### Job:
Below are the entries; output exactly the lines from the one containing "reflection in water" through the final line, inclusive.

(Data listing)
— begin —
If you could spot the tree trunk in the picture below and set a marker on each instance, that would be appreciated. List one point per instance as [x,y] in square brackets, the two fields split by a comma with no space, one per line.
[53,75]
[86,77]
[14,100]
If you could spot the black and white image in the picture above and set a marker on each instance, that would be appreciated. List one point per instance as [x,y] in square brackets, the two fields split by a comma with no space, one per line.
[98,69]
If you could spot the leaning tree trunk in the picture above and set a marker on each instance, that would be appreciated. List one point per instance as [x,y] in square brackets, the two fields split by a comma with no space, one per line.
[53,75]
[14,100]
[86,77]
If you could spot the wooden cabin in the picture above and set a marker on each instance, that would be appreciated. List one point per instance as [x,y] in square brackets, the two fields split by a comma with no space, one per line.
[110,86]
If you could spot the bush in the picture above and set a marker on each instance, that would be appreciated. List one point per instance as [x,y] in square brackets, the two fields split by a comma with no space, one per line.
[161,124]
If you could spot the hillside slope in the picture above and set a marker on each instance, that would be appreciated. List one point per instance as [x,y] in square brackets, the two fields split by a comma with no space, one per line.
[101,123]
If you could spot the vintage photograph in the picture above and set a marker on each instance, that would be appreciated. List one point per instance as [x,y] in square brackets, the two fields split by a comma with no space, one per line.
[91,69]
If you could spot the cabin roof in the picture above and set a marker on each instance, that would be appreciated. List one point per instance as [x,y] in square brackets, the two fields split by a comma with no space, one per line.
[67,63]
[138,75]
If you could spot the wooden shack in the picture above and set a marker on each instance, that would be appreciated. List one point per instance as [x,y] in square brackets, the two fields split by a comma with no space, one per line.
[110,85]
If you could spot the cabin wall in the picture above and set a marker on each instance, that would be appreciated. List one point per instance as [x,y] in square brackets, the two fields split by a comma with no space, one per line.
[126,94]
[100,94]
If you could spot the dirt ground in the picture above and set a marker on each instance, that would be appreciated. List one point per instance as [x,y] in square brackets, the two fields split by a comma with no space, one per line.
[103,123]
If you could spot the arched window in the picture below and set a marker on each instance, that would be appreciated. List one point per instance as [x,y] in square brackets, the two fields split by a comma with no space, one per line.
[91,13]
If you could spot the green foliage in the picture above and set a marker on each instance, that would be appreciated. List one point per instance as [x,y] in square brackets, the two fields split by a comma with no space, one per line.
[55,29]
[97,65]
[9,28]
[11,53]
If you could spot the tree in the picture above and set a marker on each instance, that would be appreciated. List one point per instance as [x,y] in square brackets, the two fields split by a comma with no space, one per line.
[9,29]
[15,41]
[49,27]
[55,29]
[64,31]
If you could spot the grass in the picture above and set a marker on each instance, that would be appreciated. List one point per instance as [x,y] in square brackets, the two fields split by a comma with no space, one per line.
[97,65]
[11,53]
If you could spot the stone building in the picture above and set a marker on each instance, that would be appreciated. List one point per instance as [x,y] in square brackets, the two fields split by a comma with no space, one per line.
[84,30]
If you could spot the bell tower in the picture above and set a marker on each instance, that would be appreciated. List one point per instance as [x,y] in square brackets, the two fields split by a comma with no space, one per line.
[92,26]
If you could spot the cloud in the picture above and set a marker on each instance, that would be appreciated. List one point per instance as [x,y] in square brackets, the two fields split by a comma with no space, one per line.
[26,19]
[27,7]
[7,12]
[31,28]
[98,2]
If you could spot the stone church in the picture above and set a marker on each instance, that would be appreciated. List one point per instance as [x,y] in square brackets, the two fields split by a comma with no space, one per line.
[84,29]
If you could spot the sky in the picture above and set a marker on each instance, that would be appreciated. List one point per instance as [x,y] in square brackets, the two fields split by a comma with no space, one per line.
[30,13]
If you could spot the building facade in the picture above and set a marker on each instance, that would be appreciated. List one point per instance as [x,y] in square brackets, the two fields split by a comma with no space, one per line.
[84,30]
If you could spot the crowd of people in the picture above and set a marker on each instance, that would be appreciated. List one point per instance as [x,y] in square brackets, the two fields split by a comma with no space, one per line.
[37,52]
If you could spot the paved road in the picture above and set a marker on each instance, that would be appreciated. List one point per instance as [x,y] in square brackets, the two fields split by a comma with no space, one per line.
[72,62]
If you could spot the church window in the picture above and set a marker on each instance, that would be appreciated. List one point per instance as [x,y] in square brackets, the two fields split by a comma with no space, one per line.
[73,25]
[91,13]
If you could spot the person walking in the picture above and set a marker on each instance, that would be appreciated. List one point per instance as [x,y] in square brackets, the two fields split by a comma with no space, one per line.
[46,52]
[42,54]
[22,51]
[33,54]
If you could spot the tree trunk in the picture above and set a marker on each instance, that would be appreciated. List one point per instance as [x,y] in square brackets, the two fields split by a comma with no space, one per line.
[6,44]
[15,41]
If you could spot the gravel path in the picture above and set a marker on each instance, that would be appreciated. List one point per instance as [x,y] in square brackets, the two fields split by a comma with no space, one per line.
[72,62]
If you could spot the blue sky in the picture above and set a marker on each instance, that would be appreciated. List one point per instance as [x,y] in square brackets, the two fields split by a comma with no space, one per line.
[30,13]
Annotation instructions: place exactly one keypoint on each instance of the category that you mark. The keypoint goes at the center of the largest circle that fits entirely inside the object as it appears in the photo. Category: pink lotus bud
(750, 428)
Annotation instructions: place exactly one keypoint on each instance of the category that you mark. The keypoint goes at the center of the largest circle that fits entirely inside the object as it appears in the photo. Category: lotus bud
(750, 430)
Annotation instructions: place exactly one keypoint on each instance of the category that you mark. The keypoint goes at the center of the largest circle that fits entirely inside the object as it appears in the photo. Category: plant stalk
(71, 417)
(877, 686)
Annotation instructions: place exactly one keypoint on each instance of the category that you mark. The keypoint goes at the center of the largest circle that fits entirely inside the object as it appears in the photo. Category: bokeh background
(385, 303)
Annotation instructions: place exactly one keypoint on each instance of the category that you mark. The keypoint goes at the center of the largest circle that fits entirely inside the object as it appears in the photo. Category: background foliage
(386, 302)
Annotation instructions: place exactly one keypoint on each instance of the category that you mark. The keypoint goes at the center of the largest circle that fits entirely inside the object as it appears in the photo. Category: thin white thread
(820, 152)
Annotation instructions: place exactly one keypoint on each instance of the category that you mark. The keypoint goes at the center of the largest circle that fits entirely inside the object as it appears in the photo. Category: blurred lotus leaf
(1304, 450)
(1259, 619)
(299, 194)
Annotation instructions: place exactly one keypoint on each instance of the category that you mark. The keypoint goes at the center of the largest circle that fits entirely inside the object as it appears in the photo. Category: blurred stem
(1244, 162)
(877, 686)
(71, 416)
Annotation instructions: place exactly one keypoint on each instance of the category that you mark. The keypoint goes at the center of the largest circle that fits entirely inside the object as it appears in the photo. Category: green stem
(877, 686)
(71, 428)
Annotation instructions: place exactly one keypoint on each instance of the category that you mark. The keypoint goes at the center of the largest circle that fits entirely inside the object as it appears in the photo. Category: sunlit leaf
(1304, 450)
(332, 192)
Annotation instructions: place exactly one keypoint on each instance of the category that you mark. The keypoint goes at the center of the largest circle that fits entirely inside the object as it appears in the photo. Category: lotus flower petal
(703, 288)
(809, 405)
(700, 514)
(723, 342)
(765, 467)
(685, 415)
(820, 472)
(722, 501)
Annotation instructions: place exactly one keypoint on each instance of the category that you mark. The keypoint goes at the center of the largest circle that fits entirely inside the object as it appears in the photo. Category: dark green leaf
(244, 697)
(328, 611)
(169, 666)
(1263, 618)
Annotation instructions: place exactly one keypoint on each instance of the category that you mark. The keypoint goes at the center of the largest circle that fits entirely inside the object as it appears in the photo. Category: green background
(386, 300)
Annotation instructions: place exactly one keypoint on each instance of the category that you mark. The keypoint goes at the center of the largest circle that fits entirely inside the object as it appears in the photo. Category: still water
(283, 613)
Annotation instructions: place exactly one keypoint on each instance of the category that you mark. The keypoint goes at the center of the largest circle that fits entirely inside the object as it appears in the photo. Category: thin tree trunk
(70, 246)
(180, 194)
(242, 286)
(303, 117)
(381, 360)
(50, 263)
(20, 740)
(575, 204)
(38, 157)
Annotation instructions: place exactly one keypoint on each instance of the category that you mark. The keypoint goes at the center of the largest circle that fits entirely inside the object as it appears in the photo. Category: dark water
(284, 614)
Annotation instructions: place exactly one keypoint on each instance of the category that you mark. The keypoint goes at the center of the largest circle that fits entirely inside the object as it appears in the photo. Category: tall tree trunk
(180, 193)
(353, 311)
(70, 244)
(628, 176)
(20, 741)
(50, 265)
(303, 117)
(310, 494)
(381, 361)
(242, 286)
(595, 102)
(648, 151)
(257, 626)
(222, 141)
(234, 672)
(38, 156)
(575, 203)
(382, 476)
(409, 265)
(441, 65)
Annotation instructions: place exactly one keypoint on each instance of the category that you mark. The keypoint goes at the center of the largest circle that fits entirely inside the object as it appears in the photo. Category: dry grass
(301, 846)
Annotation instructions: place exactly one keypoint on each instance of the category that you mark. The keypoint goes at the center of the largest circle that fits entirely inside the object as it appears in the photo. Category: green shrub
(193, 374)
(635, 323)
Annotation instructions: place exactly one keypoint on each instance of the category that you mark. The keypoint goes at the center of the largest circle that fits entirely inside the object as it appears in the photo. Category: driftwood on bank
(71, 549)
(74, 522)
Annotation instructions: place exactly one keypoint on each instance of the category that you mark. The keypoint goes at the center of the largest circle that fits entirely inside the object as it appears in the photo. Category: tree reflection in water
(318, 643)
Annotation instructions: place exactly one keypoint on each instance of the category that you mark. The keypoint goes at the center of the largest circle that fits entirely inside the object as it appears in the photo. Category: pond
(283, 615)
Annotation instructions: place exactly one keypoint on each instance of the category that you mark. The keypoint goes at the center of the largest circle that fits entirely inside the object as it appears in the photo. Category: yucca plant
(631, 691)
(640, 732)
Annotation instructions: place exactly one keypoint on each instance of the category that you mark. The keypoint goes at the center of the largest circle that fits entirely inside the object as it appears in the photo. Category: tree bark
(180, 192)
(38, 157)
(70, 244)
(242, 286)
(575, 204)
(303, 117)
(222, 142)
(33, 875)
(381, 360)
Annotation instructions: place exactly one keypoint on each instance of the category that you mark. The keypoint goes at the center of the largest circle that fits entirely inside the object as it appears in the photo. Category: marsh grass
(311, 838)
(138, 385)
— end —
### Response to the exercise:
Annotation instructions: place exactly one keypoint on each instance of the category that you mark. The keypoint goes at the center of the largest circle that fits entirely inside the object as it appears in the photo. Category: tree reflection in water
(318, 643)
Annotation instructions: place exactly one keypoint on each instance of the category that you mark. The keypoint goes at the center of the largest circle that fits entirely inside the object as it appears in the photo. Category: pond
(283, 615)
Annotation instructions: place exactly one keypoint on each instance of the category that you mark. The keypoint goes at the center of the largest circle that fits entirely inside the object as it appears in the photo. Category: yucca plant
(631, 691)
(640, 732)
Annotation instructions: place exactly one keypoint on each instance of the category that you mark. The keypoint goes at the center of the largest circle that fits entirely inside the object as it appears in the photo. Category: tree bark
(180, 192)
(38, 157)
(70, 244)
(242, 286)
(575, 204)
(303, 117)
(222, 142)
(33, 875)
(381, 360)
Annotation instructions: place exactly one keypoint on each instance of the category that you mark. The keypoint goes at the center of the largest circle that fits entirely inside the object as it appears in the photo. Category: marsh grass
(311, 838)
(138, 385)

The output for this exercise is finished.